(begin)

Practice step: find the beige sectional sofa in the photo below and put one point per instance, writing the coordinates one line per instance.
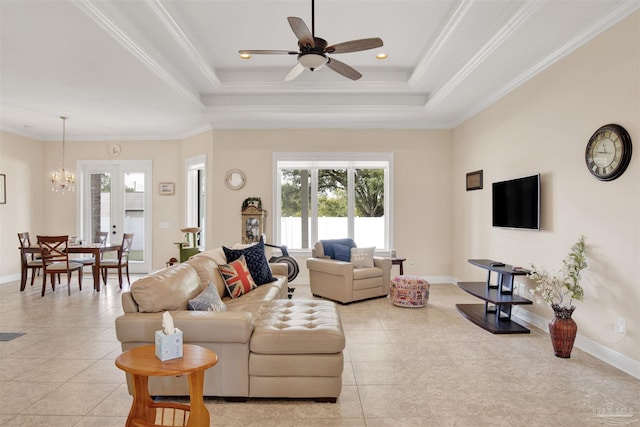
(255, 316)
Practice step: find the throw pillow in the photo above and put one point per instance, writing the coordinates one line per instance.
(256, 262)
(208, 300)
(362, 257)
(342, 253)
(237, 277)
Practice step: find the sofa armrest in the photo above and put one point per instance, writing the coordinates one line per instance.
(197, 326)
(279, 269)
(129, 305)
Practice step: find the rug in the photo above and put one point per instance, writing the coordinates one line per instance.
(8, 336)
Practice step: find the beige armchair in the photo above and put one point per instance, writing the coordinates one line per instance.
(341, 281)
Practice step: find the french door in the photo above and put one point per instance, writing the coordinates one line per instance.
(115, 196)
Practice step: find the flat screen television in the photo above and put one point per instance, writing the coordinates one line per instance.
(516, 203)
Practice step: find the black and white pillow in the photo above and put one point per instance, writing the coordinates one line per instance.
(256, 262)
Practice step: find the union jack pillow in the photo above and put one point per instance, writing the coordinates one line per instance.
(237, 277)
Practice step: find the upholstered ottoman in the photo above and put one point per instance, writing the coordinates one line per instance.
(296, 351)
(409, 291)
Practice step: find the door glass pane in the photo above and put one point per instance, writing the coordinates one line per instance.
(295, 216)
(369, 221)
(333, 204)
(100, 189)
(134, 208)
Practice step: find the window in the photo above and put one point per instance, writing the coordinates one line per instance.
(195, 195)
(332, 195)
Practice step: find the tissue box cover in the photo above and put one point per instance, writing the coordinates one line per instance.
(169, 346)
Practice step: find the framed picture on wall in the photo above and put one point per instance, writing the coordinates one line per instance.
(474, 180)
(167, 188)
(3, 189)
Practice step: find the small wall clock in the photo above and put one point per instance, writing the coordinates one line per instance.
(608, 152)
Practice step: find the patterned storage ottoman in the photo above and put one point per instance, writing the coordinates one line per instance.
(409, 291)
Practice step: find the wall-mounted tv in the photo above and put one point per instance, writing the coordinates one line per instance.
(516, 203)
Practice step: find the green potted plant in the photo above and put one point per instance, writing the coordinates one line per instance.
(560, 290)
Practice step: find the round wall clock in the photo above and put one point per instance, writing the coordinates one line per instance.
(608, 152)
(235, 179)
(114, 150)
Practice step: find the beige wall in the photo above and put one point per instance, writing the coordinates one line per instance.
(543, 127)
(21, 160)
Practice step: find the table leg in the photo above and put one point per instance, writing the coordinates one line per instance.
(96, 271)
(141, 407)
(199, 414)
(23, 275)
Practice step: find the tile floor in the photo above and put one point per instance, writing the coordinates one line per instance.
(403, 367)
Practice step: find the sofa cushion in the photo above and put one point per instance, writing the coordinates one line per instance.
(362, 257)
(168, 289)
(256, 262)
(237, 277)
(208, 300)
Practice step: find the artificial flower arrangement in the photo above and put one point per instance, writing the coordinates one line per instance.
(563, 287)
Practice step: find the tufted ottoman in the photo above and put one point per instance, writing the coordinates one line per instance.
(296, 351)
(409, 291)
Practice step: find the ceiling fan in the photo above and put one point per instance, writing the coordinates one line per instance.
(314, 51)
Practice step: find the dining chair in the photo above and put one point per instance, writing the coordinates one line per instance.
(55, 260)
(121, 261)
(101, 238)
(32, 261)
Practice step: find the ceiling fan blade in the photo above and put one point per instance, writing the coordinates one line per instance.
(301, 31)
(267, 52)
(294, 72)
(355, 45)
(344, 69)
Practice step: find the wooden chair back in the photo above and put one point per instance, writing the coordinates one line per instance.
(54, 249)
(101, 237)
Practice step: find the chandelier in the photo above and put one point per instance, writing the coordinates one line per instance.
(62, 180)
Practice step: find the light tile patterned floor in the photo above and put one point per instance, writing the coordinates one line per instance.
(403, 367)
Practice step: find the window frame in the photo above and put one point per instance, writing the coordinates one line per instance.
(315, 161)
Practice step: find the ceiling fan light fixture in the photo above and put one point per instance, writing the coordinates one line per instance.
(312, 61)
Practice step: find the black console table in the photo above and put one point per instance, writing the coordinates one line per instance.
(495, 314)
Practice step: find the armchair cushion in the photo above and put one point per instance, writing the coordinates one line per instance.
(328, 246)
(342, 253)
(362, 257)
(256, 262)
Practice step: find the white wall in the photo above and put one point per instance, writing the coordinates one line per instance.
(543, 127)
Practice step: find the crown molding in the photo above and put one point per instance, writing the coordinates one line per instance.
(448, 30)
(585, 36)
(496, 41)
(94, 12)
(174, 29)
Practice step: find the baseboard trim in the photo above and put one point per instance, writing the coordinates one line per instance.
(607, 355)
(9, 278)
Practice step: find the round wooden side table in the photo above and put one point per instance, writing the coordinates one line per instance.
(142, 363)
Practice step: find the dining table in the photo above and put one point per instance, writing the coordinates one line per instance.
(95, 249)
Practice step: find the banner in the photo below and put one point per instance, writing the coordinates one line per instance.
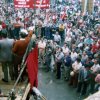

(end)

- [Directions for this task] Pull out each line of the entries above that contains the word "wooden".

- [Answer to this problem]
Practice step: find the wooden chair back in the photo above and put one point per instance, writing the coordinates one line per instance.
Practice step: find the round wooden side table in the photo above and put one point per instance, writing the coordinates one line per instance.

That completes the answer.